Stored data entries:

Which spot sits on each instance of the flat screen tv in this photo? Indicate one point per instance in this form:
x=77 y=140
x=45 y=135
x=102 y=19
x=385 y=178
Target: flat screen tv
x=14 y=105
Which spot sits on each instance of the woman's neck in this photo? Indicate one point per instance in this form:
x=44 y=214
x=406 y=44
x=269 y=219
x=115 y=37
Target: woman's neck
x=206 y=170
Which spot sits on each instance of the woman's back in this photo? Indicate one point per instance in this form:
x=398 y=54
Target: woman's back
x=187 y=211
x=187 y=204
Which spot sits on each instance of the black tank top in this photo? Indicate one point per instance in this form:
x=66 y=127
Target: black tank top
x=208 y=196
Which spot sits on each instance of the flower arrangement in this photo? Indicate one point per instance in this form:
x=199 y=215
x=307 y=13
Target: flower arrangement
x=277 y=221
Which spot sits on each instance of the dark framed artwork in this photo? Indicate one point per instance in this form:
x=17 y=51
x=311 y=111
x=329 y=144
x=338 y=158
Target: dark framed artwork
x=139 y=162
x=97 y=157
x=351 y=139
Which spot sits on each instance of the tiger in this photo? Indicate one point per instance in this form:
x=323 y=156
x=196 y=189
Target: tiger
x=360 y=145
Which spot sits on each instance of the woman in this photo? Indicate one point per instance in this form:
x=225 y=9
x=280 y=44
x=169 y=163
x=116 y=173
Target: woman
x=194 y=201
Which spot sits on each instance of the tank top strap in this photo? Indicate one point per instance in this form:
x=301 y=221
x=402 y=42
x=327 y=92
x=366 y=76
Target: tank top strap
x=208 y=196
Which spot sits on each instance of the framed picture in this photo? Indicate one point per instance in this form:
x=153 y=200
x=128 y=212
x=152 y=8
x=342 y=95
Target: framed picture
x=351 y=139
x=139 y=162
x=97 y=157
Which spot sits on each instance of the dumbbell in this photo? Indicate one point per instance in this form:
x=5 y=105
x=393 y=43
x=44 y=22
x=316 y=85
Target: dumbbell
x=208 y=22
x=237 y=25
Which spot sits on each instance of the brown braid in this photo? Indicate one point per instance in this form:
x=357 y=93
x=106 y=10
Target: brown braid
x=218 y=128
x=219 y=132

Task directions:
All of the data above must be set down again exactly.

Exercise response:
Which spot sits on each instance of the flat screen tv in this photo? Indicate one point per instance in this form:
x=77 y=140
x=45 y=135
x=102 y=19
x=385 y=178
Target: flat screen tv
x=14 y=105
Which spot sits on each instance of the woman's neck in this photo? Indicate one point per instance in this form:
x=44 y=214
x=406 y=44
x=269 y=219
x=115 y=37
Target: woman's neck
x=206 y=170
Which spot sits on each instance of the woman's back in this photo? Indicate one point per instance in this form:
x=398 y=54
Target: woman's back
x=187 y=211
x=187 y=204
Which spot sits on each instance of the black tank top in this photo? Indicate one point per instance in this form:
x=66 y=127
Target: black tank top
x=208 y=196
Which spot sits on each instance of the flower arrangement in this photo? Indicate one point per instance in this form:
x=199 y=215
x=307 y=13
Target: flower arrangement
x=277 y=221
Which spot sits on each instance of the dark framed artwork in this photo? Indicate one point per instance in this form:
x=17 y=51
x=311 y=111
x=329 y=144
x=338 y=158
Target: dark framed artwork
x=139 y=162
x=97 y=157
x=351 y=139
Which spot sits on each instance of the tiger in this photo? Indicate one point per instance in this form:
x=323 y=156
x=196 y=189
Target: tiger
x=360 y=145
Which spot sits on each instance of the woman in this photo? Indicate one point per instance in this form:
x=225 y=9
x=280 y=44
x=169 y=163
x=116 y=173
Target: woman
x=194 y=201
Which spot sits on each instance of the tank top strap in this photo? Indicate one point per instance in this form:
x=301 y=221
x=402 y=42
x=327 y=92
x=366 y=76
Target: tank top strap
x=208 y=196
Which spot sits on each instance of the framed picture in this photo? Indicate one point per instance in this form:
x=153 y=200
x=128 y=212
x=152 y=8
x=342 y=95
Target: framed picture
x=351 y=139
x=139 y=162
x=97 y=157
Which spot sits on each instance of the dumbbell in this photo? Indicate one point per instance in this form:
x=5 y=105
x=393 y=43
x=44 y=22
x=316 y=85
Target: dumbbell
x=208 y=22
x=237 y=25
Which spot sits on each instance of the brown braid in this photo? Indicate one point per instance in this form:
x=357 y=93
x=106 y=10
Target: brown braid
x=218 y=128
x=219 y=132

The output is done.